Requirement: Only the lines from the one with "Can you find the man with short" onward are wanted, through the last line of the entries, set down exactly.

Data for this exercise:

------------------------------------------------------------------------

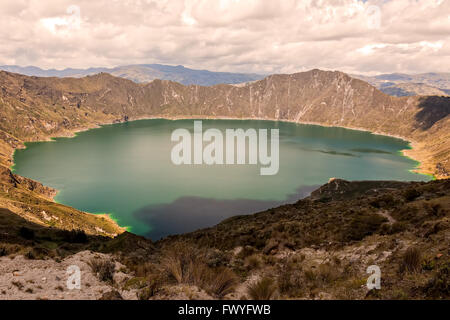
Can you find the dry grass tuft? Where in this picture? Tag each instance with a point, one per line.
(103, 268)
(264, 289)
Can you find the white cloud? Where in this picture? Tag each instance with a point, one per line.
(229, 35)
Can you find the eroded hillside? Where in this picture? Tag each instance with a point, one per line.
(34, 108)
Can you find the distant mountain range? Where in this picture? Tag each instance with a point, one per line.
(145, 73)
(400, 84)
(394, 84)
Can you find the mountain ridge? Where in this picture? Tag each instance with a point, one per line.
(33, 109)
(141, 73)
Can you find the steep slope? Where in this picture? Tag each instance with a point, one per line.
(37, 108)
(399, 84)
(412, 89)
(144, 73)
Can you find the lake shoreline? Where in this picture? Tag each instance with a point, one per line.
(110, 216)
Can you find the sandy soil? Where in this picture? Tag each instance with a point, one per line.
(25, 279)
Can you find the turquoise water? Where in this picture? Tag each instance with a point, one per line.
(126, 170)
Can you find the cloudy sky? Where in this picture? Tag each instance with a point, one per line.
(265, 36)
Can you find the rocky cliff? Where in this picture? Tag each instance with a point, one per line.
(33, 108)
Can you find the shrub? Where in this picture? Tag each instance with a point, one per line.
(6, 249)
(439, 285)
(363, 225)
(412, 260)
(264, 289)
(222, 282)
(103, 268)
(253, 262)
(26, 233)
(411, 194)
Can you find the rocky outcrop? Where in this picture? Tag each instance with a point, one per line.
(38, 108)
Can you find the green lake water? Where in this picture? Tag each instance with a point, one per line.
(126, 170)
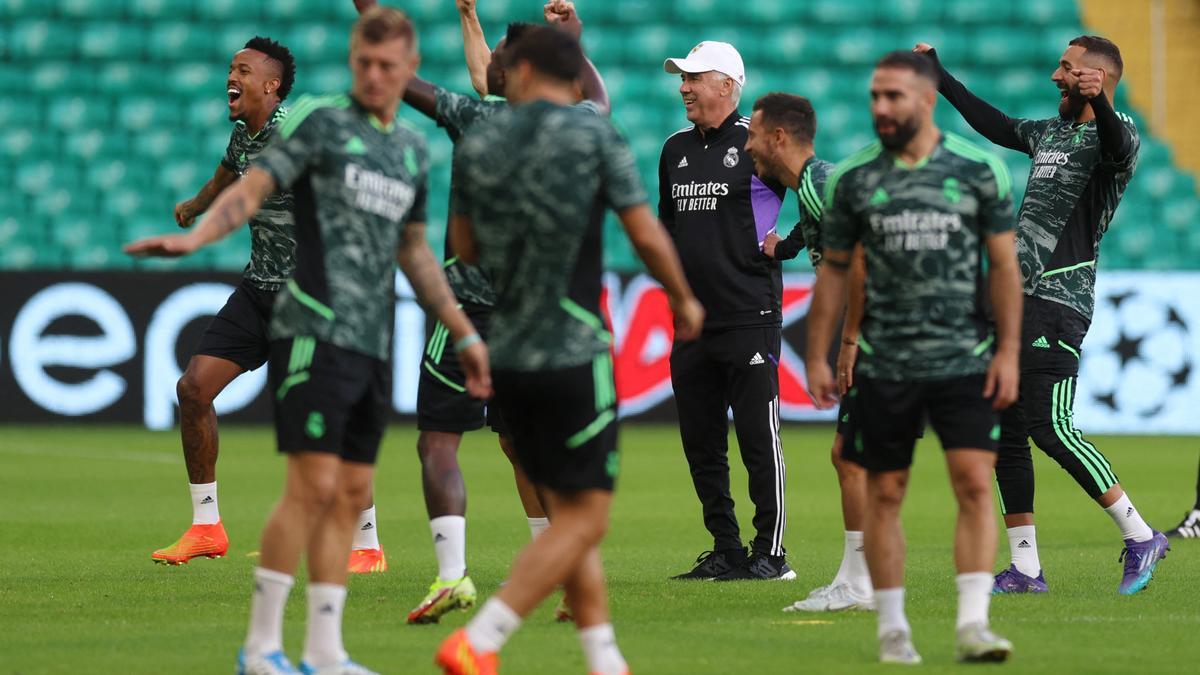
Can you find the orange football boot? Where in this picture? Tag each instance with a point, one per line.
(365, 561)
(199, 541)
(457, 657)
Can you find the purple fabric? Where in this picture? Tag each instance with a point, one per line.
(766, 205)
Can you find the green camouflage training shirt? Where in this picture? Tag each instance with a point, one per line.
(534, 181)
(807, 233)
(271, 239)
(1059, 246)
(923, 231)
(357, 184)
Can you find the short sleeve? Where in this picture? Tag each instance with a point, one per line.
(839, 223)
(996, 199)
(229, 161)
(297, 147)
(1030, 133)
(618, 172)
(457, 112)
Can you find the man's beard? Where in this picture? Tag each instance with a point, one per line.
(901, 136)
(1071, 107)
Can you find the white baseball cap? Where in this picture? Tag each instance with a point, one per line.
(719, 57)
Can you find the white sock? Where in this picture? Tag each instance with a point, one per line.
(1023, 545)
(853, 563)
(1129, 520)
(323, 639)
(271, 591)
(492, 626)
(450, 545)
(204, 503)
(537, 526)
(366, 535)
(889, 603)
(600, 649)
(975, 593)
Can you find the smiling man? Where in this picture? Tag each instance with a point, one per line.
(719, 211)
(1083, 160)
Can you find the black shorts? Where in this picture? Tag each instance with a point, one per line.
(328, 399)
(563, 424)
(238, 333)
(442, 400)
(889, 416)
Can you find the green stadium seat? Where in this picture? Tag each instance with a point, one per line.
(40, 39)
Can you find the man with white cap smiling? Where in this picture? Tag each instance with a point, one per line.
(719, 213)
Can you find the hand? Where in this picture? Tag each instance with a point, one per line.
(1003, 380)
(165, 246)
(562, 15)
(689, 318)
(821, 384)
(479, 372)
(1090, 83)
(185, 215)
(846, 358)
(769, 243)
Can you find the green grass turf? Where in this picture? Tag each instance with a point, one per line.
(84, 506)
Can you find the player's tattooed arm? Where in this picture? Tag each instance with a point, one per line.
(474, 46)
(982, 115)
(563, 16)
(231, 210)
(856, 305)
(1005, 287)
(657, 250)
(187, 209)
(828, 298)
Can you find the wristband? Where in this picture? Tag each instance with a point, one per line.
(466, 341)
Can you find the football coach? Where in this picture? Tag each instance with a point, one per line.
(719, 211)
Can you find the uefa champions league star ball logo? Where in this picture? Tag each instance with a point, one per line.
(1150, 359)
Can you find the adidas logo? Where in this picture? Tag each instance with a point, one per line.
(355, 147)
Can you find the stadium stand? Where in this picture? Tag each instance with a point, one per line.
(114, 109)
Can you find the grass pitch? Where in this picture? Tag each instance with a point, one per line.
(83, 507)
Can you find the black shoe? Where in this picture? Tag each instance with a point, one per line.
(1188, 527)
(712, 565)
(760, 567)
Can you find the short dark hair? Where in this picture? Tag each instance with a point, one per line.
(516, 31)
(1103, 47)
(281, 54)
(550, 52)
(905, 59)
(792, 113)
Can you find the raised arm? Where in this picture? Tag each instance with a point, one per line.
(983, 117)
(231, 210)
(187, 209)
(474, 46)
(653, 245)
(1005, 287)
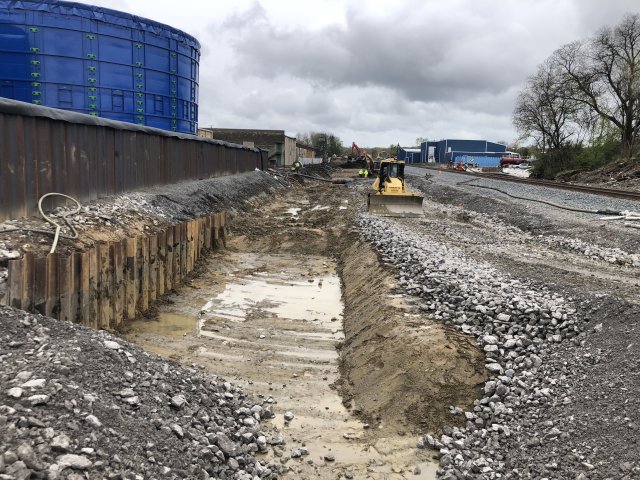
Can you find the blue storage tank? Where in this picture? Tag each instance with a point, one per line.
(99, 61)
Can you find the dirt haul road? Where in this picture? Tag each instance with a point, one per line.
(504, 334)
(300, 311)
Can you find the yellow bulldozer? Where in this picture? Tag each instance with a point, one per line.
(390, 197)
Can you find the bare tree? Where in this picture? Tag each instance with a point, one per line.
(603, 74)
(544, 111)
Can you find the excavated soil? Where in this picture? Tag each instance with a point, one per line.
(300, 311)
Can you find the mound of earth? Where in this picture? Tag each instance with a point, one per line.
(78, 403)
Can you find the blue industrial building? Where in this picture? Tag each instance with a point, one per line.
(478, 152)
(99, 61)
(409, 155)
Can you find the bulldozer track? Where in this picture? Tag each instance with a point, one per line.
(607, 192)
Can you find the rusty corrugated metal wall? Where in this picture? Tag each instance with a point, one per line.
(45, 150)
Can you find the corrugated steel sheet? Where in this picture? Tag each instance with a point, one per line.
(46, 150)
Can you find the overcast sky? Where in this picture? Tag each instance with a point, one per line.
(377, 72)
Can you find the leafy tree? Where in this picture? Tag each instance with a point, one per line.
(603, 74)
(544, 111)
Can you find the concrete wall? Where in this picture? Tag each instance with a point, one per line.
(282, 149)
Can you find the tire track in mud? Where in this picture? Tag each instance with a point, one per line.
(398, 372)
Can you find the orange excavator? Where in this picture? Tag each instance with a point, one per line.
(362, 155)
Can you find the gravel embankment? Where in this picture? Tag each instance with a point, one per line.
(563, 197)
(76, 403)
(529, 421)
(589, 235)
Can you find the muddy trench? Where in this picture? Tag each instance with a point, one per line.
(299, 310)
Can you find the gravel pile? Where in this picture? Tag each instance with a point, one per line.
(76, 403)
(513, 233)
(521, 326)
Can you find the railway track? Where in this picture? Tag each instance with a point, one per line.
(607, 192)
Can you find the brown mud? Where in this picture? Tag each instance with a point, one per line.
(299, 310)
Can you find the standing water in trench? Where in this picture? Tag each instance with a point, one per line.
(271, 323)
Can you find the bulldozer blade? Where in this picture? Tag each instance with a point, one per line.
(395, 205)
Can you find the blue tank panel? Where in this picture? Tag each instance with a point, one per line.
(99, 61)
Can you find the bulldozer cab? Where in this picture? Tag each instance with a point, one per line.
(391, 169)
(390, 197)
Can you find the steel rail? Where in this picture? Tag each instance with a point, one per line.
(608, 192)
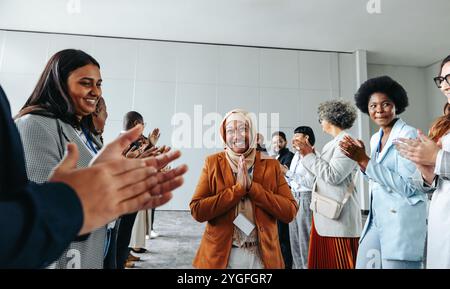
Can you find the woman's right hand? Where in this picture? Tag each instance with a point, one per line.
(241, 175)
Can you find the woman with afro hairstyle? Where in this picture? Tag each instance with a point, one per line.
(395, 230)
(431, 155)
(334, 241)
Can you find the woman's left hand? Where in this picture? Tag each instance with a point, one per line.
(355, 150)
(245, 173)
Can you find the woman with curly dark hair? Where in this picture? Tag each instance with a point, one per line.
(395, 230)
(431, 155)
(334, 238)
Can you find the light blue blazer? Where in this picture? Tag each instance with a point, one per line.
(397, 199)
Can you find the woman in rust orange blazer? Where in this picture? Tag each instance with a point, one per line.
(241, 195)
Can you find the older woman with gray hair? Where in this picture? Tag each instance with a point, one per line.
(336, 224)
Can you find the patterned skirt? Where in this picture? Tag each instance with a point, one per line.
(331, 252)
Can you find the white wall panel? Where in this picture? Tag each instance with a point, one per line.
(279, 68)
(157, 61)
(117, 57)
(197, 63)
(159, 79)
(24, 53)
(238, 66)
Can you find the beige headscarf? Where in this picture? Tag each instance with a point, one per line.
(245, 206)
(232, 157)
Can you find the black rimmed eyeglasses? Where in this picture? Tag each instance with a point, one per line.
(439, 79)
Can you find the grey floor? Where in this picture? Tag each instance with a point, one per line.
(177, 244)
(178, 241)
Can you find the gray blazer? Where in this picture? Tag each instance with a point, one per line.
(443, 159)
(44, 140)
(334, 172)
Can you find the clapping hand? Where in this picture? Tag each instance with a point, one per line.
(154, 137)
(355, 150)
(242, 176)
(422, 151)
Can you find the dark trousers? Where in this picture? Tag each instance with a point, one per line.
(285, 244)
(110, 261)
(123, 238)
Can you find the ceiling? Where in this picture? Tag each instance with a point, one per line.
(406, 32)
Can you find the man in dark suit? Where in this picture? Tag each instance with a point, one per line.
(284, 156)
(37, 222)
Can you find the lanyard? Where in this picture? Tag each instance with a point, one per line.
(89, 142)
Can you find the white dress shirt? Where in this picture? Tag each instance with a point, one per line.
(298, 178)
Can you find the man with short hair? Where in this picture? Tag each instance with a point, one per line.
(301, 182)
(284, 156)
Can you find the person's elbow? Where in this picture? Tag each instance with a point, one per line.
(290, 212)
(196, 211)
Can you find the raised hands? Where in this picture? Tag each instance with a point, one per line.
(422, 151)
(355, 150)
(154, 137)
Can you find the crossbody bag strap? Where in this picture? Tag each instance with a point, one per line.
(350, 190)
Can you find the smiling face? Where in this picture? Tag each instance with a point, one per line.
(84, 87)
(278, 143)
(445, 87)
(237, 135)
(381, 109)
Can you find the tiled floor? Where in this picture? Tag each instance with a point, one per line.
(177, 244)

------------------------------------------------------------------------

Exercise solution:
Can you find the man with short hair? Where in this picture? Tag each instance with a point, one per line.
(301, 182)
(284, 156)
Can you find the person's elbow? Where in this picture? Tag each instance with a point, one per line.
(290, 212)
(196, 211)
Can you find the raised hands? Where in this picture? Tag each instance with a point, one per line.
(422, 151)
(355, 150)
(154, 137)
Can you find the crossbody bag strap? Where in this picture? Tag each instance with a point, one per line.
(350, 190)
Can you find the smiling face? Where in this picture? Tag each instance with a point, one per line.
(84, 87)
(278, 143)
(445, 87)
(237, 135)
(381, 109)
Can you find the tiled floor? Where in this picture? Tag each instance with a point, one per line.
(177, 244)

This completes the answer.